**AIM OF THE TASK:** Express the listing below as a JSON array of strings, with one string for each line and blank lines omitted. Include every line of the listing.

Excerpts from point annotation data
* * * *

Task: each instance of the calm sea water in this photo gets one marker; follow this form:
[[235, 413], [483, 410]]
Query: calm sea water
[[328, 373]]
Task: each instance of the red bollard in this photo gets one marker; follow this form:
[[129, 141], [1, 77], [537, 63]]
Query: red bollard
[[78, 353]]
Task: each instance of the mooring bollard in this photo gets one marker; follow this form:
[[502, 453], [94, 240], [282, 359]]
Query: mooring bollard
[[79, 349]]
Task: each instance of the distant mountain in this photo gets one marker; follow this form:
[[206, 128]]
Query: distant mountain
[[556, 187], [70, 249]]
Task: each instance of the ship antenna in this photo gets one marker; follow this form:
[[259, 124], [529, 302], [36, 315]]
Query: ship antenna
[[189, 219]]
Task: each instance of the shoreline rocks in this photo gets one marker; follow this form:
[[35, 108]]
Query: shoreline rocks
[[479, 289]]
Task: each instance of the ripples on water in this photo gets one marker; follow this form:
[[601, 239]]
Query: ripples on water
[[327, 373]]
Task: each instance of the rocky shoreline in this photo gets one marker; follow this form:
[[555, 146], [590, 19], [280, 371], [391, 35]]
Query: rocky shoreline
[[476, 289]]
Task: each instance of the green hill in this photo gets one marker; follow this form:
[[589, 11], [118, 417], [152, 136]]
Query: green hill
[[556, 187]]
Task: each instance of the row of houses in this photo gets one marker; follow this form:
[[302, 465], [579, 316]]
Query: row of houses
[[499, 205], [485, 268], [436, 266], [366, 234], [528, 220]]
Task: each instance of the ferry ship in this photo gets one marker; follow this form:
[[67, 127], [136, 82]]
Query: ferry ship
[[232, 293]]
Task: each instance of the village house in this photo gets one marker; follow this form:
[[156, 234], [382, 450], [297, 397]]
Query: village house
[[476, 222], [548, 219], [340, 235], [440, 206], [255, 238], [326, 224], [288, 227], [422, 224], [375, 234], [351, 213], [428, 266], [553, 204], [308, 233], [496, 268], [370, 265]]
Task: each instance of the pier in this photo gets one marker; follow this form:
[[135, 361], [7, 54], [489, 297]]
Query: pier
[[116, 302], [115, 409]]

* * * *

**OUTPUT OF THE EXERCISE:**
[
  "Task: each instance of the calm sea water in this photo gets one marker; follow this form:",
  "[[235, 413], [483, 410]]",
  "Query: calm sea water",
  "[[328, 373]]",
  "Task: each instance of the red bollard in this photo gets one marker; follow this form:",
  "[[129, 141], [1, 77], [537, 63]]",
  "Query: red bollard",
  "[[78, 353]]",
  "Task: each instance of the mooring bollard in this photo gets one marker; follow this form:",
  "[[502, 453], [94, 240], [282, 359]]",
  "Query: mooring bollard",
  "[[79, 349]]",
  "Task: each instance of the distant mountain in this photo gets one marker; follow this form:",
  "[[206, 128]]",
  "Query: distant mountain",
  "[[556, 187], [70, 249]]",
  "Task: each instance of the ship antenna in this photo gets one marker; follow this form:",
  "[[259, 124], [529, 302], [36, 315]]",
  "Query: ship antenna",
  "[[189, 219]]",
  "Task: each instance of the shoreline rocks in this photo gets one marker; follow this form:",
  "[[35, 108]]",
  "Query: shoreline rocks",
  "[[479, 289]]",
  "Task: each instance of the ripples on water in this photo gets one marker; follow this form:",
  "[[601, 239]]",
  "Query: ripples on water",
  "[[327, 373]]",
  "Task: each instance of the rocky shoreline in this photo gets one marker; follow this form:",
  "[[555, 146], [590, 19], [280, 371], [391, 35]]",
  "Query: rocky shoreline",
  "[[476, 289]]",
  "Task: each instance of the green hill in this photo gets one marker; follow this form:",
  "[[589, 11], [118, 417], [152, 136]]",
  "Query: green hill",
  "[[556, 187]]",
  "Task: each instance of the row of houses in this photo gets one marker; follow this form:",
  "[[302, 465], [579, 316]]",
  "Query: row of houses",
  "[[499, 205], [485, 268], [436, 266], [366, 234], [528, 220]]",
  "Task: each instance of the ferry ship in this photo gets one marker; follow this form:",
  "[[67, 127], [136, 82]]",
  "Query: ferry ship",
  "[[232, 293]]",
  "Task: each instance of the village house in this photo gets one marker; follow this form:",
  "[[156, 234], [382, 450], [297, 397]]",
  "Query: village house",
  "[[476, 222], [548, 219], [340, 235], [440, 206], [255, 238], [326, 224], [288, 227], [422, 224], [375, 234], [351, 213], [428, 266], [553, 204], [308, 233], [496, 268], [370, 265]]",
  "Task: each instance of the pier in this photo gets one marker; follow this form:",
  "[[135, 361], [7, 54], [489, 297]]",
  "Query: pier",
  "[[116, 302], [115, 409]]"
]